> _What the task asks_: Collect every line of the listing below that contains the word "sure" and copy each one out in full.

> _Data rows_:
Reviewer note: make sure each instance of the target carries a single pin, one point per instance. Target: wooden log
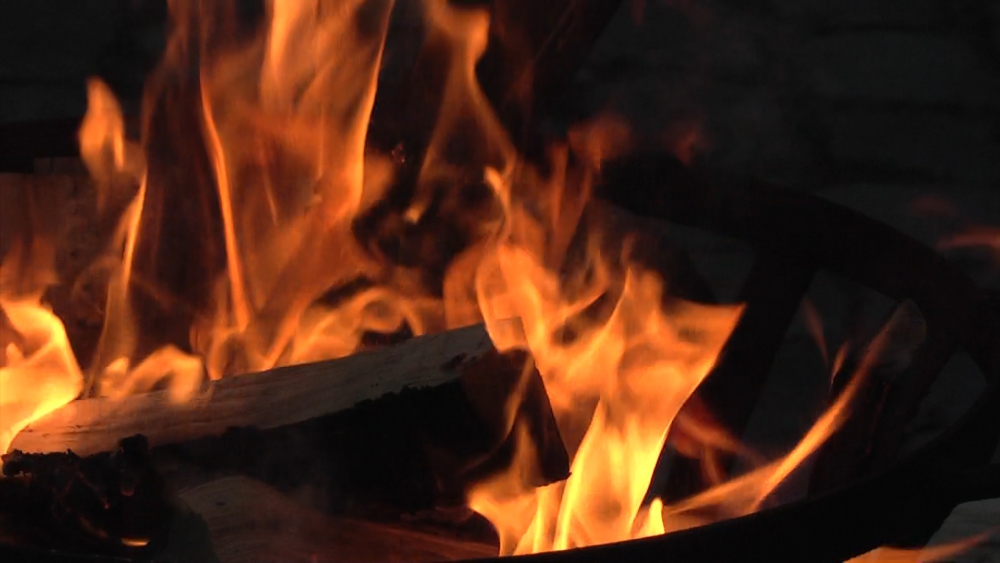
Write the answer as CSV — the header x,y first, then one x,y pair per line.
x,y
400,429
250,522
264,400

==

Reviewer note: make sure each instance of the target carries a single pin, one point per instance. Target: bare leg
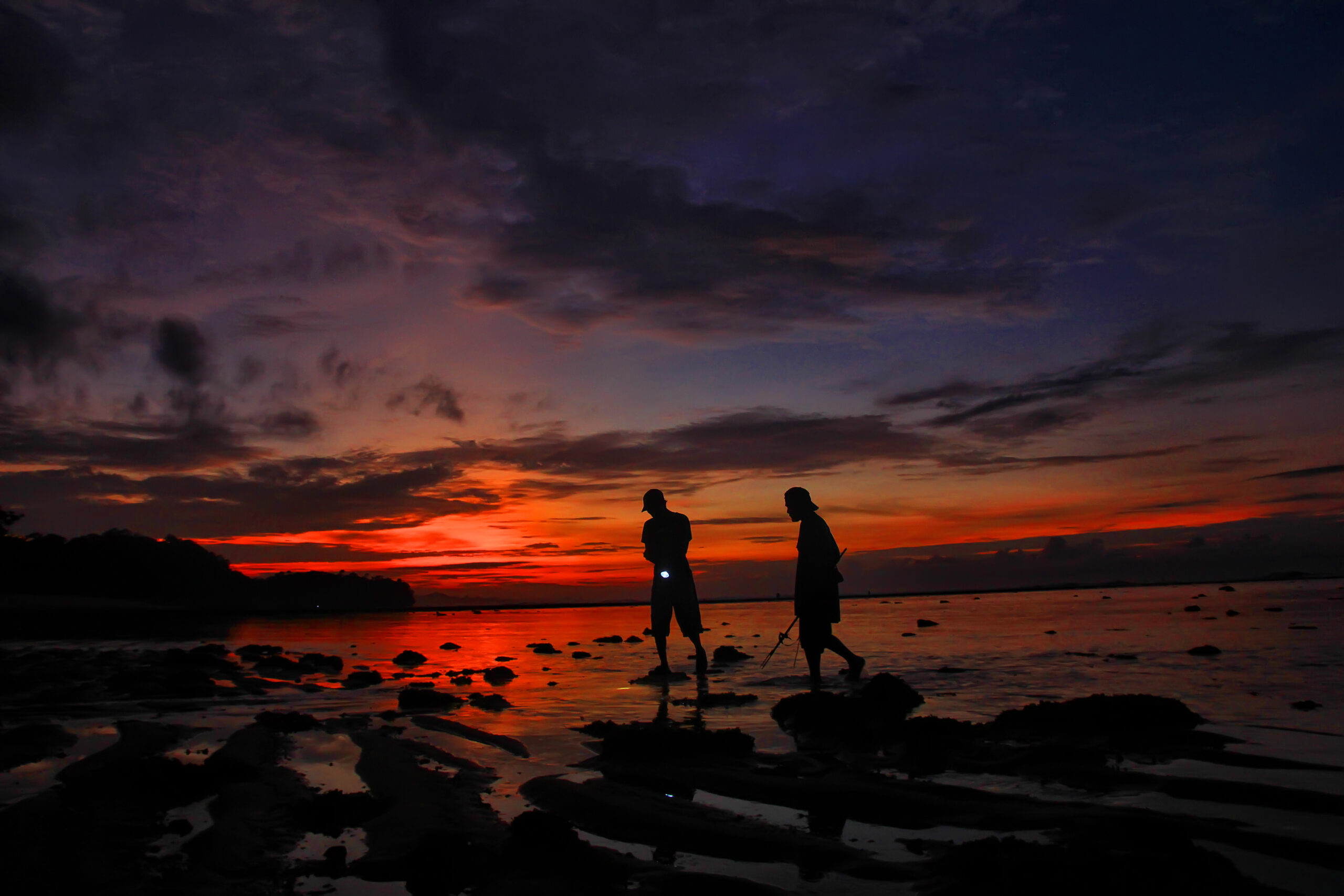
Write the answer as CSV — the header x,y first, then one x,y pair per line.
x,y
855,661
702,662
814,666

---

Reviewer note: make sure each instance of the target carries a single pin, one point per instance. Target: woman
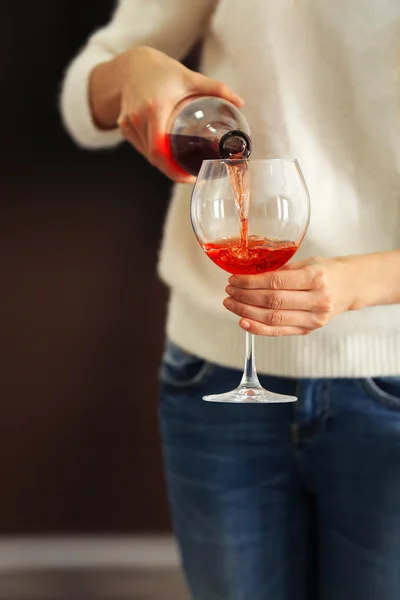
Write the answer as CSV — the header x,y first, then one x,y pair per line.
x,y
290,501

> _Exercise output_:
Reviewer note: make sure each instance of the target carries a single pin, one point per instance. Target: wooden log
Reviewer note: make sure each instance of the target carries a single pin, one point per instance. Target: bare leg
Reviewer note: make sure each instance of the target carries a single pin, one point per instance. Target: woman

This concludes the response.